_Zu erledigen_
a) In welchem Jahr wurde laut dem Text über den Fußball auf Barbados der Fußballverband gegründet?
b) Schreiben Sie aus dem Text über den Fußball auf Barbados das Stück von „In den Kolonien“ bis „findet sich 1938.“ wortgetreu ab.

_Ausgewählter Abschnitt_
------------------------------

Nach der Lossagung von der britischen Krone plant man in dem Inselstaat auch im Fußball einen Neuanfang. Doch es fehlt noch an klaren Ideen.

Auch in die fußballerische Unabhängigkeit entlassen: Prinz Charles auf Staatsbesuch in Barbados Foto: Arthur Edwards/reuters

U m den Anbruch der neuen Zeit auf der Republik Barbados zu feiern, war sogar ein älterer Polospieler aus dem United Kingdom angereist. Prince Charles saß rum, als die Karibikinsel ihre seit 1966 bestehende Unabhängigkeit dergestalt festzurrte, dass Charles’ Mutter künftig nicht mehr das Staatsoberhaupt ist.

„Was könnte dieser ganze Shit für unseren Fußball bedeuten?“, fragt Nick Maitland in seinem Podcast für die Zeitung The Nation. Es sei nämlich auch für den Fußball höchste Zeit, unabhängig zu werden. Formal unabhängig ist der Fußball auf Barbados selbstverständlich schon lange, aber es werde viel zu oft auf die englische Premier League geschaut. „Wir müssen unseren eigenen Stil entwickeln.“

Was das bedeutet, darüber wird derzeit heftig diskutiert. Doch so recht einig ist sich die Opposition im Fußballverband nicht. Während die einen noch etwas unkonkret von Grassroot-Arbeit, besserer Trainerausbildung und Förderung des Mädchen- und Jugendfußballs sprechen, setzen andere sogar darauf, dass der Aufschwung von einem Armeesportteam kommen solle.

„Es ist an der Zeit, unsere koloniale Vergangenheit vollständig hinter uns zu lassen“, hat Sandra Mason gesagt, seit wenigen Wochen Staatspräsidentin. Aber während eine Sportart wie Kricket zum kolonialen Erbe gehört, lässt sich das vom Fußball nicht sagen: Dieser aus dem Industrieland England stammende Sport hat sich überall dort entwickelt, wo englische Händler und Ingenieure waren, um wirtschaftliche Beziehungen zu knüpfen.

Spiel mit erwünschtem Eigentor

In den Kolonien aber wurde Kricket gespielt; auf Barbados geht das bis ins 18. Jahrhundert zurück. Fußball hingegen hat eine viel jüngere Tradition, der Verband wurde 1910 gegründet. Die ersten Länderspiele sind erst 1930 und 31 verzeichnet – und danach erst wieder 1974. Der erste in den Statistiken notierte Landesmeister findet sich 1938.

------------------------------

_Bereitgestellte Datensätze_
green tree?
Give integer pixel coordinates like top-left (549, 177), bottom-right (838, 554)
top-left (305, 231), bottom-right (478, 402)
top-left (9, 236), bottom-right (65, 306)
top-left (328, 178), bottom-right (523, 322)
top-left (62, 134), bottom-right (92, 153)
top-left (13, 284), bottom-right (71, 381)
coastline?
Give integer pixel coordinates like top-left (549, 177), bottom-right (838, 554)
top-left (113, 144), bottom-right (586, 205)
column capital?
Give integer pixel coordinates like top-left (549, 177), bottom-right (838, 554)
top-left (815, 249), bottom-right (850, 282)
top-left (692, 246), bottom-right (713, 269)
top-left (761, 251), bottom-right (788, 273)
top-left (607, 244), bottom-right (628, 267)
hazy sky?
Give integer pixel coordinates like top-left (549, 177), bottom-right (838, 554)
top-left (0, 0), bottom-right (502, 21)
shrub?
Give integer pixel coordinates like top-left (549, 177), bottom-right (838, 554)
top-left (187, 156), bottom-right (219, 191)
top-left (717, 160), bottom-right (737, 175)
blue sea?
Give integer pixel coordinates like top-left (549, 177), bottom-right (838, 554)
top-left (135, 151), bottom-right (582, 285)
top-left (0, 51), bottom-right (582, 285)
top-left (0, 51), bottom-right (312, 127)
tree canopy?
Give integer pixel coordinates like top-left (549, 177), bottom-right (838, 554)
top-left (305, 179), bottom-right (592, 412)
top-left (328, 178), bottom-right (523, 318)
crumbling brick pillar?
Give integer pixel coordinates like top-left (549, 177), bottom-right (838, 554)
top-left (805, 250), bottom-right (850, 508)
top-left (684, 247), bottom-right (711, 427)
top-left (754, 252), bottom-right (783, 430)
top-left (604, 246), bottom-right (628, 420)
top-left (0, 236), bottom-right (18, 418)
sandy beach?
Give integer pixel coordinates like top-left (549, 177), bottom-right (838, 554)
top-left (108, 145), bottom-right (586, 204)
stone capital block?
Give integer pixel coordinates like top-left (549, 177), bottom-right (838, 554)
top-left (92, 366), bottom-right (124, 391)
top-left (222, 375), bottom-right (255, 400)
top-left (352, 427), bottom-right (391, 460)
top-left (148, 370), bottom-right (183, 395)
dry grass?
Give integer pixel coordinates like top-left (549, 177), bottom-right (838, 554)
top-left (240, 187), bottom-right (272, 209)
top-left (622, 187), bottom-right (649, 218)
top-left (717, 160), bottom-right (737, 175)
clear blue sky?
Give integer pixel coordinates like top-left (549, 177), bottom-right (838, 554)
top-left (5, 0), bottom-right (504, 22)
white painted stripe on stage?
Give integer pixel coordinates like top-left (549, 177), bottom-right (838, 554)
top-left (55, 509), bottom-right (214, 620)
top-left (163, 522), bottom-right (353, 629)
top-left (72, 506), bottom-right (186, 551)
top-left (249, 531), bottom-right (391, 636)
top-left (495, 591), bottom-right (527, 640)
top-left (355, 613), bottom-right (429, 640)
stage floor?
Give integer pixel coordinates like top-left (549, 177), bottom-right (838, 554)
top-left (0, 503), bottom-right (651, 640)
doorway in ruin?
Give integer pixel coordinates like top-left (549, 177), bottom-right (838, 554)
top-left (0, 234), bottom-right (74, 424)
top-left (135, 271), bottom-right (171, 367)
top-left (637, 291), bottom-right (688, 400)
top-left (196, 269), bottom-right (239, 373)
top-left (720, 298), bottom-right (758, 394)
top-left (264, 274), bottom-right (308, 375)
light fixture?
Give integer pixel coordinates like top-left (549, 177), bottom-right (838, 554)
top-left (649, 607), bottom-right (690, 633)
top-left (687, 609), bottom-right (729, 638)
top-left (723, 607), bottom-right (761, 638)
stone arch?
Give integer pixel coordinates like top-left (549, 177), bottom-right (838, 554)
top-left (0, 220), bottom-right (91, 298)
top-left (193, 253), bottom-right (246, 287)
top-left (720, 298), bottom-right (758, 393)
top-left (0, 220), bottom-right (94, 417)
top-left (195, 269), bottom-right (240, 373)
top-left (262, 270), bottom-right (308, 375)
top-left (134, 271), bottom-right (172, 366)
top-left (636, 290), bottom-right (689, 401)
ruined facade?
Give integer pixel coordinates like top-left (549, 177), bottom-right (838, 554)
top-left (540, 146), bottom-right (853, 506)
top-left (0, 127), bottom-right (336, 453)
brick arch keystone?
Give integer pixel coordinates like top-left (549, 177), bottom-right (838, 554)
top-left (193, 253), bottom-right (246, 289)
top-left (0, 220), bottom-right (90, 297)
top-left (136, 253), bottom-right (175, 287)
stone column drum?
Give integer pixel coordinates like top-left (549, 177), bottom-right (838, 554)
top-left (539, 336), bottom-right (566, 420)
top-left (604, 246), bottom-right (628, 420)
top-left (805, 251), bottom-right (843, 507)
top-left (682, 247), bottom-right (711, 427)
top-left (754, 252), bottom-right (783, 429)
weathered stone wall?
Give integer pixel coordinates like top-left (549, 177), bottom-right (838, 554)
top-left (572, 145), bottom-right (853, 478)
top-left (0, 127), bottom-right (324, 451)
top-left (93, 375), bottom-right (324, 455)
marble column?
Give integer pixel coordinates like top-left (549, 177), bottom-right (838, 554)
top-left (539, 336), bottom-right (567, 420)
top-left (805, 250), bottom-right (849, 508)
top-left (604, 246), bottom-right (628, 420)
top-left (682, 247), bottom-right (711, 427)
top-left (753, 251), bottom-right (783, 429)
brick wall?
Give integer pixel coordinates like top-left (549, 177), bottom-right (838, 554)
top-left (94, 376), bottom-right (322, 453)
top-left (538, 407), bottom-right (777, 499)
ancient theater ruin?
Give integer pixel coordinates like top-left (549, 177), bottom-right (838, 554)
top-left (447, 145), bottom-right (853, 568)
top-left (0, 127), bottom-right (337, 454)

------------------------------

_Gelöste Aufgaben_
a) Der Verband wurde 1910 gegründet.

b)
In den Kolonien aber wurde Kricket gespielt; auf Barbados geht das bis ins 18. Jahrhundert zurück. Fußball hingegen hat eine viel jüngere Tradition, der Verband wurde 1910 gegründet. Die ersten Länderspiele sind erst 1930 und 31 verzeichnet – und danach erst wieder 1974. Der erste in den Statistiken notierte Landesmeister findet sich 1938.